## YOUR INSTRUCTIONS
All of the data below should come back exactly as written, minus its images.

[[ SOURCE MATERIAL open ]]

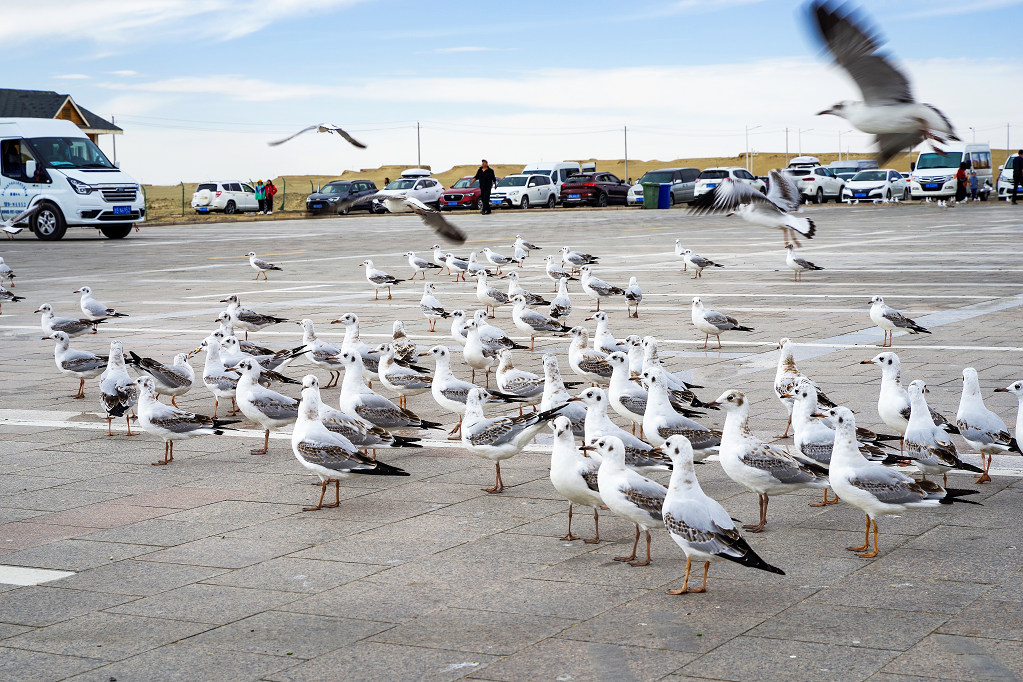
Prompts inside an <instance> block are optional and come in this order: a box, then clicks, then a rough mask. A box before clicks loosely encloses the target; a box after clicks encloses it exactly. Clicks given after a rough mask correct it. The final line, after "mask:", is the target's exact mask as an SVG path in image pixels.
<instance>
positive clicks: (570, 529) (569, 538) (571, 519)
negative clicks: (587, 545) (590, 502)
mask: <svg viewBox="0 0 1023 682" xmlns="http://www.w3.org/2000/svg"><path fill="white" fill-rule="evenodd" d="M578 539H579V538H578V537H576V536H574V535H572V503H571V502H569V532H568V535H566V536H565V537H564V538H562V540H578Z"/></svg>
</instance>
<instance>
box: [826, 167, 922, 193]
mask: <svg viewBox="0 0 1023 682" xmlns="http://www.w3.org/2000/svg"><path fill="white" fill-rule="evenodd" d="M896 196H897V197H899V198H900V199H902V200H903V201H908V200H909V183H908V182H906V180H905V178H903V177H902V174H901V173H899V172H898V171H893V170H891V169H887V168H883V169H873V170H870V171H860V172H859V173H857V174H856V175H854V176H852V178H851V179H850V180H849V181H848V182H847V183H845V187H844V188H843V189H842V200H843V201H849V200H851V199H860V200H864V201H872V200H874V199H887V200H889V201H890V200H891V199H892V198H893V197H896Z"/></svg>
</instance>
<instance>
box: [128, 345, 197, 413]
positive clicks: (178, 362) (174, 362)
mask: <svg viewBox="0 0 1023 682" xmlns="http://www.w3.org/2000/svg"><path fill="white" fill-rule="evenodd" d="M128 356H129V357H130V358H131V360H130V361H129V363H128V364H130V365H132V366H133V367H135V369H137V370H138V371H140V372H144V373H145V374H148V375H149V377H150V378H151V379H152V388H153V390H154V391H155V392H157V400H160V396H170V397H171V404H172V405H173V406H174V407H177V406H178V404H177V402H176V399H177V398H178V396H183V395H185V394H186V393H188V392H189V391H190V390H191V388H192V383H193V382H194V381H195V370H194V369H192V367H191V365H190V364H188V360H189V358H191V357H192V354H191V353H178V354H177V355H176V356H174V363H173V364H170V365H165V364H164V363H162V362H160V361H159V360H153V359H152V358H140V357H139V356H138V355H136V354H135V352H134V351H128Z"/></svg>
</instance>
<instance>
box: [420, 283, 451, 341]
mask: <svg viewBox="0 0 1023 682" xmlns="http://www.w3.org/2000/svg"><path fill="white" fill-rule="evenodd" d="M436 290H437V285H436V284H434V283H433V282H427V283H426V284H424V285H422V298H421V299H419V310H421V311H422V316H424V317H426V318H427V321H428V322H429V323H430V331H437V320H442V319H444V318H446V317H451V314H450V313H448V312H447V311H445V310H444V306H442V305H441V302H440V301H438V300H437V297H436V295H434V291H436Z"/></svg>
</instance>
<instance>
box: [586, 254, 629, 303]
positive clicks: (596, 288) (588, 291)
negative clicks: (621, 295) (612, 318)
mask: <svg viewBox="0 0 1023 682" xmlns="http://www.w3.org/2000/svg"><path fill="white" fill-rule="evenodd" d="M579 272H580V273H582V290H583V291H585V292H586V293H588V294H589V297H590V298H591V299H593V300H594V301H596V310H594V311H593V312H594V313H595V312H597V311H598V310H601V299H602V298H603V297H611V295H622V294H623V293H625V289H623V288H619V287H617V286H614V285H612V284H609V283H608V282H606V281H604V280H603V279H601V278H598V277H595V276H593V273H592V271H591V270H590V267H589V266H588V265H584V266H582V267H581V268H579Z"/></svg>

[[ SOURCE MATERIAL closed ]]

## ANSWER SECTION
Prompts inside an <instance> block are optional and come in this order: a box, then clicks, then a rough mask. A box before clicks loosely encloses the target; a box after clicks encloses it exactly. Clicks given after a rough mask correct it. The final line, after "mask:", is the target's exact mask as an SVG path in image pixels.
<instance>
positive clicks: (570, 529) (569, 538) (571, 519)
negative clicks: (587, 545) (590, 502)
mask: <svg viewBox="0 0 1023 682" xmlns="http://www.w3.org/2000/svg"><path fill="white" fill-rule="evenodd" d="M578 539H579V538H578V537H576V536H574V535H572V503H571V502H569V532H568V535H566V536H565V537H564V538H562V540H578Z"/></svg>
</instance>
<instance>
box: [826, 167, 922, 193]
mask: <svg viewBox="0 0 1023 682" xmlns="http://www.w3.org/2000/svg"><path fill="white" fill-rule="evenodd" d="M896 196H897V197H899V198H900V199H902V200H903V201H908V200H909V183H908V182H906V180H905V178H903V177H902V174H901V173H899V172H898V171H893V170H891V169H887V168H883V169H873V170H870V171H860V172H859V173H857V174H856V175H854V176H852V178H851V179H850V180H849V181H848V182H847V183H845V187H844V188H843V189H842V200H843V201H849V200H851V199H860V200H864V201H872V200H874V199H887V200H889V201H890V200H891V199H892V198H893V197H896Z"/></svg>
</instance>
<instance>
box: [128, 345, 197, 413]
positive clicks: (178, 362) (174, 362)
mask: <svg viewBox="0 0 1023 682" xmlns="http://www.w3.org/2000/svg"><path fill="white" fill-rule="evenodd" d="M128 356H129V357H130V358H131V360H130V361H129V363H128V364H130V365H132V366H133V367H135V369H137V370H138V371H140V372H144V373H145V374H148V375H149V377H150V378H151V379H152V388H153V390H154V391H155V392H157V400H160V396H170V397H171V404H172V405H173V406H174V407H177V406H178V404H177V402H176V399H177V398H178V396H183V395H185V394H186V393H188V392H189V391H190V390H191V388H192V383H193V382H194V381H195V370H194V369H192V367H191V365H190V364H188V360H189V358H191V357H192V354H191V353H178V354H177V355H176V356H174V363H173V364H170V365H165V364H164V363H162V362H160V361H159V360H153V359H152V358H140V357H139V356H138V355H136V354H135V352H134V351H128Z"/></svg>
</instance>
<instance>
box: [420, 283, 451, 341]
mask: <svg viewBox="0 0 1023 682" xmlns="http://www.w3.org/2000/svg"><path fill="white" fill-rule="evenodd" d="M436 290H437V285H436V284H434V283H433V282H427V283H426V284H424V285H422V298H421V299H419V310H421V311H422V316H424V317H426V318H427V321H428V322H429V323H430V331H437V320H442V319H444V318H446V317H451V314H450V313H448V312H447V311H445V310H444V306H442V305H441V302H440V301H438V300H437V297H436V295H434V291H436Z"/></svg>
</instance>
<instance>
box: [586, 254, 629, 303]
positive clicks: (596, 288) (588, 291)
negative clicks: (621, 295) (612, 318)
mask: <svg viewBox="0 0 1023 682" xmlns="http://www.w3.org/2000/svg"><path fill="white" fill-rule="evenodd" d="M579 272H580V273H582V290H583V291H585V292H586V293H588V294H589V297H590V298H591V299H593V300H594V301H596V310H594V311H593V312H594V313H595V312H597V311H598V310H601V299H602V298H603V297H611V295H622V294H623V293H625V289H623V288H619V287H617V286H614V285H612V284H609V283H608V282H606V281H604V280H603V279H601V278H598V277H595V276H593V273H592V271H591V270H590V267H589V266H588V265H584V266H582V267H581V268H579Z"/></svg>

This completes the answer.